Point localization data
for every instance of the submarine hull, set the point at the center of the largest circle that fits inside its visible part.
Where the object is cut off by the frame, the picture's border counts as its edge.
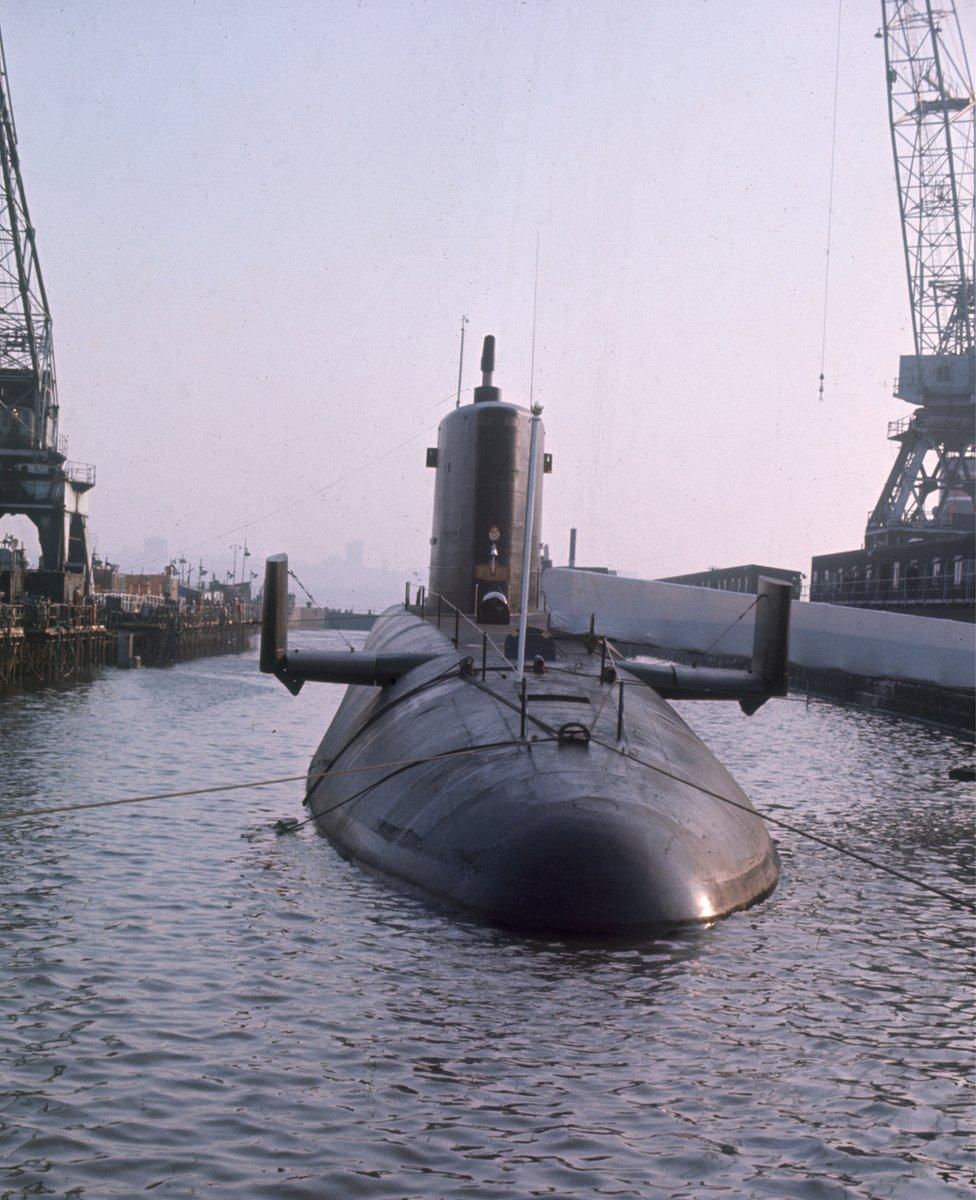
(430, 780)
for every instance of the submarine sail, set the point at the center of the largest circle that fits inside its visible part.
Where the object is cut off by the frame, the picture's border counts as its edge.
(570, 798)
(479, 501)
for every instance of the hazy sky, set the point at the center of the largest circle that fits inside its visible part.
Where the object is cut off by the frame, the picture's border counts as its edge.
(259, 225)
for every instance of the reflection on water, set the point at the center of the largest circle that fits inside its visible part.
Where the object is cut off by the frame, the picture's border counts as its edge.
(197, 1007)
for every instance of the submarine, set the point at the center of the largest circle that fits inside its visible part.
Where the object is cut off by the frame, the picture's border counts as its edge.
(532, 780)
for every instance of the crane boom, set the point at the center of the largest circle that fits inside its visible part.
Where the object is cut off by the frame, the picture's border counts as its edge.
(932, 115)
(933, 132)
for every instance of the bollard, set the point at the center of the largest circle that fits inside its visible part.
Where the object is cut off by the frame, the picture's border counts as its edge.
(620, 713)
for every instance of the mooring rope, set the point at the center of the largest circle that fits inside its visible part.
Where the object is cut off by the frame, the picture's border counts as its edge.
(396, 766)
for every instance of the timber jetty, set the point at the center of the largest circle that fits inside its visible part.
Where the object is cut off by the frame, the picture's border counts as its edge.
(46, 643)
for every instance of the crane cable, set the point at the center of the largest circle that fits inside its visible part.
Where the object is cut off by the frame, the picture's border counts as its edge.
(830, 201)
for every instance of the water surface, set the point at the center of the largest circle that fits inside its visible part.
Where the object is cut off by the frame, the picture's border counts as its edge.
(191, 1006)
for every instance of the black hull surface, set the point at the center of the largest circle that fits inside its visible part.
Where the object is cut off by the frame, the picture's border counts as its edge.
(536, 833)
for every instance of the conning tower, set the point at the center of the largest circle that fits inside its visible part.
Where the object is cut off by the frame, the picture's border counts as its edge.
(479, 501)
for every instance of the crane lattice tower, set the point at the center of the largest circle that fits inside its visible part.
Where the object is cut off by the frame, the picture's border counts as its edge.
(35, 479)
(929, 490)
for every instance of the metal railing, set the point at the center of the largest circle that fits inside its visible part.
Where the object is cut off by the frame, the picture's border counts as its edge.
(923, 589)
(81, 473)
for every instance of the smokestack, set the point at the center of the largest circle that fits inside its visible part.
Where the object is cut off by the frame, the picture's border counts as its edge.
(486, 393)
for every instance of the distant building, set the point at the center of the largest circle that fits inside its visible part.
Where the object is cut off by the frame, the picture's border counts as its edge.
(737, 579)
(926, 577)
(163, 585)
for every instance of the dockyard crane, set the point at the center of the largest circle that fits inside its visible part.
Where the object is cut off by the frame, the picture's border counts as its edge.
(35, 479)
(933, 131)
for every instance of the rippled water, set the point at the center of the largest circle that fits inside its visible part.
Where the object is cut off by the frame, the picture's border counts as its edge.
(196, 1007)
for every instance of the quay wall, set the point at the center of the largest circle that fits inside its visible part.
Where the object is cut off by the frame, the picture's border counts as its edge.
(824, 637)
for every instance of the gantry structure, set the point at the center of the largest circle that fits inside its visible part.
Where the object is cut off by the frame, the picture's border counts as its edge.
(932, 114)
(36, 480)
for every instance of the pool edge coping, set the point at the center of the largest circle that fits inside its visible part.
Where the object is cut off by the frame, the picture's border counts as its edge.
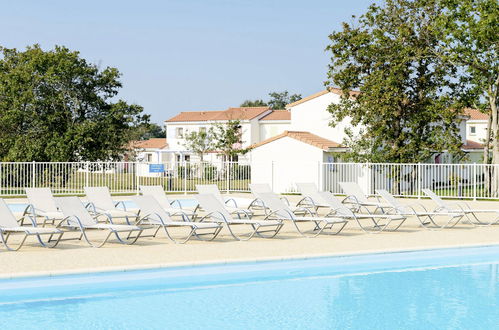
(82, 271)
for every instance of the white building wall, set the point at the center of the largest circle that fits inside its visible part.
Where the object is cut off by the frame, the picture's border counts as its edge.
(480, 130)
(312, 116)
(284, 162)
(270, 129)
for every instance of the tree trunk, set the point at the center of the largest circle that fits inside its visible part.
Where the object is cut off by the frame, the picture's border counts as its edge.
(486, 156)
(495, 143)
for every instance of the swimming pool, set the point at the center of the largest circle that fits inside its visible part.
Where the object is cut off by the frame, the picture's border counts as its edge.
(437, 289)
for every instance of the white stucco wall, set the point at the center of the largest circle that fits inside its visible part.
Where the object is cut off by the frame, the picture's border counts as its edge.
(312, 116)
(284, 162)
(270, 129)
(480, 130)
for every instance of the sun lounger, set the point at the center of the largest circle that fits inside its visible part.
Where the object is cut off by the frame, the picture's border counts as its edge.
(216, 212)
(42, 205)
(356, 196)
(229, 203)
(78, 218)
(462, 207)
(159, 195)
(9, 226)
(317, 198)
(281, 211)
(101, 202)
(425, 217)
(153, 214)
(263, 188)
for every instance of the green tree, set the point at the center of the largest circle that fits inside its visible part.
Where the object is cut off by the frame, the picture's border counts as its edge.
(406, 109)
(253, 103)
(149, 131)
(199, 142)
(470, 39)
(279, 100)
(227, 139)
(55, 106)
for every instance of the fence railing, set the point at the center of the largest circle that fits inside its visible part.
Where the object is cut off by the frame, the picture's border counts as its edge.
(475, 181)
(69, 178)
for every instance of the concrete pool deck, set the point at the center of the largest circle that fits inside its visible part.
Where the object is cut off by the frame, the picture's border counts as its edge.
(75, 256)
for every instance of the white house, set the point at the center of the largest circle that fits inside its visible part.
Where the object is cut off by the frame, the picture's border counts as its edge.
(296, 154)
(257, 124)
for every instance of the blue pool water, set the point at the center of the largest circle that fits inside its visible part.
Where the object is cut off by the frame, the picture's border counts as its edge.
(437, 289)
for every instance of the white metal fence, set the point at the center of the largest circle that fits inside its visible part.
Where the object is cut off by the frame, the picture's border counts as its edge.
(476, 181)
(121, 177)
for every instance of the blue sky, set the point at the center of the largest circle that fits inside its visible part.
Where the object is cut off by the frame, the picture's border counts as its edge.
(189, 55)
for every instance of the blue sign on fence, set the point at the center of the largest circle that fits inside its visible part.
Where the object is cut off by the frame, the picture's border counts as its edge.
(156, 168)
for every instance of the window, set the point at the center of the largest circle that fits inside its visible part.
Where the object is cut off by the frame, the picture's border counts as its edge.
(179, 132)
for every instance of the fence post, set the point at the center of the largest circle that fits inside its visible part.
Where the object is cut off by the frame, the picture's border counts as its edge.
(474, 181)
(419, 180)
(272, 175)
(227, 176)
(33, 174)
(137, 178)
(185, 174)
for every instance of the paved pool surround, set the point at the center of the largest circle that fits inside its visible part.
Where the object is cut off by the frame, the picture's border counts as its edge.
(76, 257)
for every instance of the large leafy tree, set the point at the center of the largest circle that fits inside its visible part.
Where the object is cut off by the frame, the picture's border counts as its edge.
(227, 139)
(55, 106)
(406, 108)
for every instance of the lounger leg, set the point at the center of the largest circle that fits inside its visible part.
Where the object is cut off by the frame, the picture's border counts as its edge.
(212, 237)
(6, 238)
(128, 240)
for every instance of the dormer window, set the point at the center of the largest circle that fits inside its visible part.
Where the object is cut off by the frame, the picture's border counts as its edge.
(472, 130)
(179, 133)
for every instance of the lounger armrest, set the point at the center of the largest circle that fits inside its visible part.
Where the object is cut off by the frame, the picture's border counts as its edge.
(231, 200)
(32, 219)
(209, 215)
(91, 207)
(285, 199)
(176, 201)
(122, 203)
(307, 199)
(280, 218)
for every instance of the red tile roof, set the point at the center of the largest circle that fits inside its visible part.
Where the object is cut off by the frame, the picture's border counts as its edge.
(155, 143)
(246, 113)
(333, 90)
(475, 114)
(278, 115)
(306, 137)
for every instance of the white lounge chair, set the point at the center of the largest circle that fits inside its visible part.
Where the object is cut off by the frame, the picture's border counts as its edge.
(281, 211)
(78, 218)
(153, 214)
(356, 196)
(229, 203)
(410, 210)
(263, 188)
(159, 195)
(217, 212)
(101, 203)
(9, 226)
(314, 197)
(42, 204)
(462, 207)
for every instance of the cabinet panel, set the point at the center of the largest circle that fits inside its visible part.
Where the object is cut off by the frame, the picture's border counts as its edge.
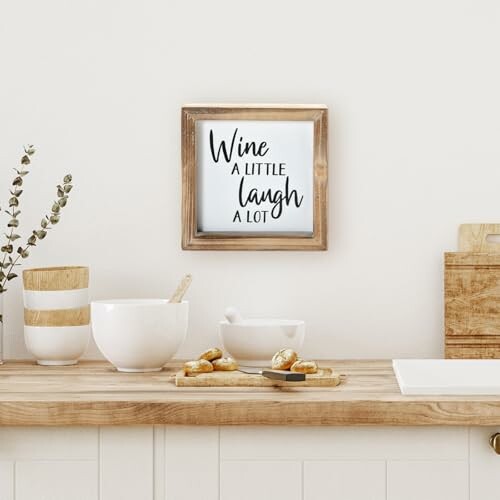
(6, 480)
(428, 480)
(371, 443)
(263, 480)
(56, 480)
(191, 463)
(484, 465)
(126, 461)
(47, 443)
(346, 480)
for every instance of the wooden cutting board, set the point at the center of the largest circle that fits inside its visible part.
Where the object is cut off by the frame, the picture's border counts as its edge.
(325, 377)
(472, 294)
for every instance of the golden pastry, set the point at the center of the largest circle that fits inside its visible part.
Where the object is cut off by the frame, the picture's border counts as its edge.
(211, 354)
(197, 367)
(284, 359)
(225, 364)
(302, 366)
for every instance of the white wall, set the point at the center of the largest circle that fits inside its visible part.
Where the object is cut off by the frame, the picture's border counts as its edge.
(413, 91)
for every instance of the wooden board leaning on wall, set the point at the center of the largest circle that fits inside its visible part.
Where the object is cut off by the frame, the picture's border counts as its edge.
(472, 294)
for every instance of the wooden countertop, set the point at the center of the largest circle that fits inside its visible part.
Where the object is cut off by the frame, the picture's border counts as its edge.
(93, 393)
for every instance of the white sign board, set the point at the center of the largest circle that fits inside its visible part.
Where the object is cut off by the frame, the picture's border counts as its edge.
(255, 176)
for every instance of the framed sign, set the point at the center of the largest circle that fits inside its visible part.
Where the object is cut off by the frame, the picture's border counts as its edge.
(254, 177)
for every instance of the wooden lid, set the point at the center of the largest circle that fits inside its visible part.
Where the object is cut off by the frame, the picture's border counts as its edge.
(56, 278)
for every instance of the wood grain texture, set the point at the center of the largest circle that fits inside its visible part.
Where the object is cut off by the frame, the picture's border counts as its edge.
(93, 393)
(192, 239)
(56, 278)
(474, 238)
(324, 378)
(58, 317)
(472, 298)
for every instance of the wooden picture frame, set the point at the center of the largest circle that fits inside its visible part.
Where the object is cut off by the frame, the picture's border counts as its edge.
(280, 121)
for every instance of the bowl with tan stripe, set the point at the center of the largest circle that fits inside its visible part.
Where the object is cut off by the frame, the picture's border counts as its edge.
(56, 313)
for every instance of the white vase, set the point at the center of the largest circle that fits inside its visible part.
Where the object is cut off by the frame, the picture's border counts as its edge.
(56, 314)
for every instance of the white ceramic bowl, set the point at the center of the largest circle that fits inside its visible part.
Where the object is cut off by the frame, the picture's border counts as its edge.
(57, 345)
(139, 335)
(254, 342)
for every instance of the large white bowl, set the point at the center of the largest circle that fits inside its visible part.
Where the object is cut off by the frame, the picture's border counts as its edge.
(139, 335)
(254, 342)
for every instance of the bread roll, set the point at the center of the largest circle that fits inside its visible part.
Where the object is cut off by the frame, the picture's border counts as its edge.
(284, 359)
(211, 354)
(192, 368)
(302, 366)
(225, 364)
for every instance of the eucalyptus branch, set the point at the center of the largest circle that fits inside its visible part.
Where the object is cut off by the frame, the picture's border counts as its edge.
(8, 262)
(47, 223)
(14, 210)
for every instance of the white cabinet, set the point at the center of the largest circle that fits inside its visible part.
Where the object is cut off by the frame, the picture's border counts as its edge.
(240, 463)
(484, 465)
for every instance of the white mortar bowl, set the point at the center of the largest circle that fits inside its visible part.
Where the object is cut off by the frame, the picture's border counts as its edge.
(139, 335)
(253, 342)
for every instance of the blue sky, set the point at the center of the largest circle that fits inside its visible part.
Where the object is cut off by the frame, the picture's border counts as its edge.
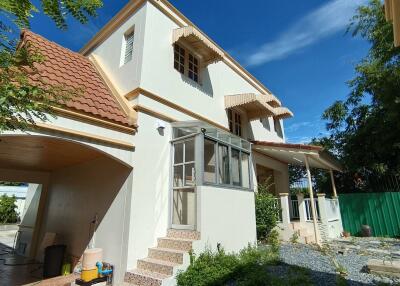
(300, 51)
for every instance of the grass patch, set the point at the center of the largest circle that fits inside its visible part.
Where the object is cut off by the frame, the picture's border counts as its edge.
(250, 267)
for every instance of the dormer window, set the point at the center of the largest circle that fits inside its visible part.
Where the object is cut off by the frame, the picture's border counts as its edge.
(179, 59)
(235, 122)
(186, 63)
(193, 51)
(193, 68)
(129, 37)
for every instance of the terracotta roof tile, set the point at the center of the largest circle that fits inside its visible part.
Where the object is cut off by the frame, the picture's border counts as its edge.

What the exercise asks:
If a line in the records above has the word "roof", copy it out.

Expected answer:
for every instance of the red tile roof, set the point at the center of the largest circle that fits inside its visible part.
for every instance of the terracotta roof tile, set the point at the center of the largest circle that fits inside its visible part.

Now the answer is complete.